**SHORT TASK**
Write out every line of the records below, requests included, and shift each box coordinate in the answers up by 115. Leave any numbers in the requests unchanged.

Start of DATA LINES

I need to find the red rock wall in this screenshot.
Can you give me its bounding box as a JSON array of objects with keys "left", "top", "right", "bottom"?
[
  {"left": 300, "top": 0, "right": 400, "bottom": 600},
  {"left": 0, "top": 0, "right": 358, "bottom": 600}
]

End of DATA LINES

**FINISHED ANSWER**
I need to find the red rock wall in this screenshot.
Can you give me its bounding box as a JSON array of objects with keys "left", "top", "right", "bottom"?
[
  {"left": 415, "top": 115, "right": 515, "bottom": 715},
  {"left": 115, "top": 115, "right": 473, "bottom": 715}
]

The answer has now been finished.